··· TEXT ···
#pragma once
#include <cgv/math/mat.h>


namespace cgv{
	namespace math {



/// Gauss-Jordan elimination (A*X=B) with full pivoting:
/// The input matrix a is replaced by its inverse
/// and the right hand side matrix b is replaced by ist corresponding solution matrix x.
/// Returns false if the matrix is singular.
template <typename T>
bool gaussj(mat<T>& a, mat<T>& b)
{
	assert(a.nrows() == a.ncols());
	const unsigned N = a.nrows();
	const unsigned M = b.ncols();

	// Some important hints for understanding this implementation
	// - The input matrix is gradually replaced by the inverse matrix.
	//   Whenever a column reaches the identity form it is instantly
	//   replaced by the emerging inverse matrix.
···
## STATED TASK A:
Answer these questions about the Gauss-Jordan code, one answer per line, marked the same way:
(i) What kind of pivoting does the elimination use?
(ii) What does the function return when the matrix is singular?
(iii) What does the assert statement require of matrix a?
## STATED TASK B:
Put this sentence from the Gauss-Jordan code into Spanish: "The input matrix is gradually replaced by the inverse matrix."
## STATED TASK C:
Carry on with the Gauss-Jordan code from the point where it stops.
··· SUPPLIED DATA ···
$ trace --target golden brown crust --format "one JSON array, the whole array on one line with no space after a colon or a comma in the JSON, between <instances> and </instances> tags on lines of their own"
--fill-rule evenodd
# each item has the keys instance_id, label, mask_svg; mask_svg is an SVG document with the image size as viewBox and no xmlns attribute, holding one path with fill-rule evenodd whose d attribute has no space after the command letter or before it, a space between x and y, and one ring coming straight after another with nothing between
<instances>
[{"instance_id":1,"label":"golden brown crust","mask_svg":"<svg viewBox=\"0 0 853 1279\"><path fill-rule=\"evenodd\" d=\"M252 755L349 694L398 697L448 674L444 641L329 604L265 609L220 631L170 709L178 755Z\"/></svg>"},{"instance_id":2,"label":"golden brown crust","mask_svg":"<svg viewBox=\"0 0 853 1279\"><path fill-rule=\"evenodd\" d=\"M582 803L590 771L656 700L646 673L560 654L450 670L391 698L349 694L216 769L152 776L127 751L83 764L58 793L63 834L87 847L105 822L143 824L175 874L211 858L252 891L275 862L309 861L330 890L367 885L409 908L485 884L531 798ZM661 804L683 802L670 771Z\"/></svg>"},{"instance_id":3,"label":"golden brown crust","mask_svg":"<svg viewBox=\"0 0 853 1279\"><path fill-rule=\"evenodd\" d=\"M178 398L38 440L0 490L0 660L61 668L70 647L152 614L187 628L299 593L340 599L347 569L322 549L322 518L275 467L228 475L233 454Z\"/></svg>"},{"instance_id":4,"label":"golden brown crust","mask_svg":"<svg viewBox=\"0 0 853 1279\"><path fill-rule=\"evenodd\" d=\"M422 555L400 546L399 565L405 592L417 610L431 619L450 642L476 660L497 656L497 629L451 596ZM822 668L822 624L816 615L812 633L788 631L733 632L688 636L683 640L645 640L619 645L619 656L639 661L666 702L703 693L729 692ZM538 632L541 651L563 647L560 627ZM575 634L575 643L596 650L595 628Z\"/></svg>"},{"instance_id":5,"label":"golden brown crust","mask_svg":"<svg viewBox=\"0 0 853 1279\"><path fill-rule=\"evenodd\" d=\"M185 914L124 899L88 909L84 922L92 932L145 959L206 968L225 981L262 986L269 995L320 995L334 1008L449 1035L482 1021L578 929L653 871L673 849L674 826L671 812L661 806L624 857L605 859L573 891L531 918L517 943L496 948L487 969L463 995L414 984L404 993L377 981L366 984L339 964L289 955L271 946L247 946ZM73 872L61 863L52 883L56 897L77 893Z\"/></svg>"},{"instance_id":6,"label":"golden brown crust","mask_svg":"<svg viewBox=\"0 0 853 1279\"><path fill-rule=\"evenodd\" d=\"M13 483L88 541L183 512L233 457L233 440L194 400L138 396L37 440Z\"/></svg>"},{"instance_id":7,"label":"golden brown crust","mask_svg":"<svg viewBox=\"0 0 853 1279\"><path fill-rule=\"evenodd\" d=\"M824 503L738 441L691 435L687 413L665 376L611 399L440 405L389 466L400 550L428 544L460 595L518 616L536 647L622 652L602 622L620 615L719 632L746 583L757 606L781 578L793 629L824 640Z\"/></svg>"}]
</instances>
···
## WRITTEN REPLY A:
(i) Full pivoting.
(ii) It returns false.
(iii) The number of rows of a must equal its number of columns.

## WRITTEN REPLY B:
La matriz de entrada se sustituye gradualmente por la matriz inversa.

## WRITTEN REPLY C:
	// - The same is true for the vectors b whose elements are gradually
	//   replaced by their solution vectors

	
	// the position of the chosen pivot element
	unsigned int pivotPos[2];
	const int COL = 0;
	const int ROW = 1;

	// these integer arrays are used for bookkeeping which swaps were done for the pivoting
	mat<unsigned int> swapedRows(N,2);
	//unsigned int swapedRows[N][2];
	const int REDUCED_COLUMN = 0;
	const int PIVOT_ROW = 1;

	bool *isPivotCol = new bool[N];
	for (unsigned int i = 0; i < N; i++) isPivotCol[i] = false;

	// main loop over all columns to be reduced to identity form
	for (unsigned int columnCnt = 0; columnCnt < N; columnCnt++)
	{
		// for maximum numerical stability we try to find the largest absolute value
		// in the matrix (excluding the columns which contained previous pivot elements
		// and now already contain parts of the inverse matrix!) as current pivot element
		T largestAbsVal = T(0);
		for (unsigned int j = 0; j < N; j++)
		{
			if (!isPivotCol[j])
				for (unsigned int k = 0; k < N; k++)
				{
					if (!isPivotCol[k])
						if (std::abs(a(j,k)) > largestAbsVal)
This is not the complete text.